Goal of the exercise: Please copy, word for word, the part of the news transcript that opens with the words containing "And they noted" and closes with "to move forward.".

Text:
•••••

SCIUTTO: Mark, only a couple of days ago on Tuesday in Phoenix, that the president claiming something of a victory, saying it looks like Kim Jong-un, the North Korean leader, respecting the U.S. Can we look at these tests as North Korea defying President Trump again? MARK PRESTON, CNN SENIOR POLITICAL ANALYST: Yes, no question. And,

you know, we shouldn't be too surprised, Jim, because we've heard this from North Korea over the past 72 hours. They have come out, they have said some very harsh things about these exercises that are taking place between South Korea and the U.S. military.

And they noted that they are willing to go head to head with the United States. So I don't think as we sit here on a Friday evening that we should be too surprised, the fact that North Korea and Kim Jong-un has decided to move forward.

SCIUTTO: Julie Kayyem, you work for the Department of Homeland Security. Folks at home I imagine wondering, what is -- what is the gravity of the threat from the North Korean missile program today?

JULIETTE KAYYEM, FORMER ASSISTANT SECRETARY, DEPARTMENT OF HOMELAND SECURITY: There's nothing changed today compared to even yesterday in terms of the threat to the continental U.S. but you raised a great point, which has to do we have a homeland security threat of Mother Nature's making, Harvey, and then, of course, this North Korea threat. And after 9/11, you see it in the personas of H.R. McMaster today, and Tom Bossert, the homeland security adviser, the White House got smart and divided those duties. So, you have one person focused squarely on the homeland threat, which right now the immediate one is Harvey, and then someone like H.R. McMaster, the national security adviser, focused on the international/national security threat.

So, we, the United States, have also learned that we have to rub our belly and chew gum at the same time.

SCIUTTO: John Kirby, you've dealt with this threat at the State Department and the Pentagon in your military career, as well. One sort of overriding reality truth seems to be that despite all the talk, the threats, the sanctions, U.N. resolutions, North Korea keeps marching on. It keeps testing and making progress, not only with missile technology but nuclear technology.

KIRBY: That's correct. That's what makes this a bedeviling problem for the United States and for the rest of the international community, which is why they've got to continue to pursue international pressure objectives, like sanctions, like continuing to hone military readiness there on the Korean peninsula and in the Western Pacific, and on trying to get the international community to continue to galvanize against this threat.

I still believe though that there's room for diplomacy here. I don't -- we certainly have to have military options available. I think still there's diplomatic initiatives to take root, and I hope they're continuing to pursue that.

SCIUTTO: Before I go, it's been quite a night of breaking news. More breaking news tonight. The president very quietly signing a presidential memorandum directing the Pentagon to move forward with a ban on transgender troops, banning the Defense Department at the same time for using any resources to pay for medical treatment for transgender service members. John, you know that when the president first tweeted about this a

couple of weeks ago, the service chiefs didn't jump right on board. One, they said, give us an order in effect. But two, you heard a lot of comments from them saying anybody willing to serve should be allowed to serve. The president here defying those words of support.

KIRBY: Yes, right. So, a couple of things here, Jim. Certainly, this new ban could put the chiefs in a little bit of a difficult position given that they had moved forward on plans to lift the ban under President Obama. But look, they're all professionals. They'll follow the direction of the commander in chief.

But I think, look, this new policy was -- the DOD helped craft it. They helped shape it, and if you read it carefully, it will show that Secretary Mattis actually has some flexibility built in here on how he implements it and how he develops the strategy to go back.

SCIUTTO: John Kirby, Juliette, Mark Preston, thanks very much. And thank you for joining us. I'm Jim Sciutto. It's been great to be with you this week. Our breaking news coverage continues with "AC360" and John Berman tonight.

•••••

Provided records:
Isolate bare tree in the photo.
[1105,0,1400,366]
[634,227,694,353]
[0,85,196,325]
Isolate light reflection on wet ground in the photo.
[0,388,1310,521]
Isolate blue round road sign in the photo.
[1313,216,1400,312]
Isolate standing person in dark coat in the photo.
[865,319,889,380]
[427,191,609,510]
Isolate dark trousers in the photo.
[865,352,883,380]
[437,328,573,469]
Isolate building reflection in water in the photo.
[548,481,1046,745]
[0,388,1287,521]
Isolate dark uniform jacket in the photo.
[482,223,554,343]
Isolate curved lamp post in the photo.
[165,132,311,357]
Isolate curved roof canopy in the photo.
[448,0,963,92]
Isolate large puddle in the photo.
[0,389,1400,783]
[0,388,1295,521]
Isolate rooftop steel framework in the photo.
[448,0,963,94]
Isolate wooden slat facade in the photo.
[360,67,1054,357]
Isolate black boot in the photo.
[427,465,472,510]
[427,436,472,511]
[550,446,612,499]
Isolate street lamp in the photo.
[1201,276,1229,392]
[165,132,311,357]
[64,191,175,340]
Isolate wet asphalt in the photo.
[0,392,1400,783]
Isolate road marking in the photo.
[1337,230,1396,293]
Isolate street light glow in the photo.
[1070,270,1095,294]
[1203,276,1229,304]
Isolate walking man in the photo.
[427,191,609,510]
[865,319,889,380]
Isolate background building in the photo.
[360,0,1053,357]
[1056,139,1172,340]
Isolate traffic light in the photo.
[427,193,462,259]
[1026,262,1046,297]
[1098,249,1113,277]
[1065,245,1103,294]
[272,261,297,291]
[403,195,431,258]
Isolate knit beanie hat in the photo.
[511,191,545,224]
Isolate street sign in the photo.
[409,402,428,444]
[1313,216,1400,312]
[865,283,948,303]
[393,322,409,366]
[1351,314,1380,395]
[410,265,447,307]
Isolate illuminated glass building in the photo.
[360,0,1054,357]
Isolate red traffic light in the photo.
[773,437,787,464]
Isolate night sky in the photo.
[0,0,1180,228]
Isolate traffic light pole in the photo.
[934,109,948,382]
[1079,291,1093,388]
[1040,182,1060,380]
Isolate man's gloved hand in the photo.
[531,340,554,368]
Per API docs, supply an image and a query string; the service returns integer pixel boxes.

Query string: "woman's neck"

•••••

Output for this task:
And they noted that they are willing to go head to head with the United States. So I don't think as we sit here on a Friday evening that we should be too surprised, the fact that North Korea and Kim Jong-un has decided to move forward.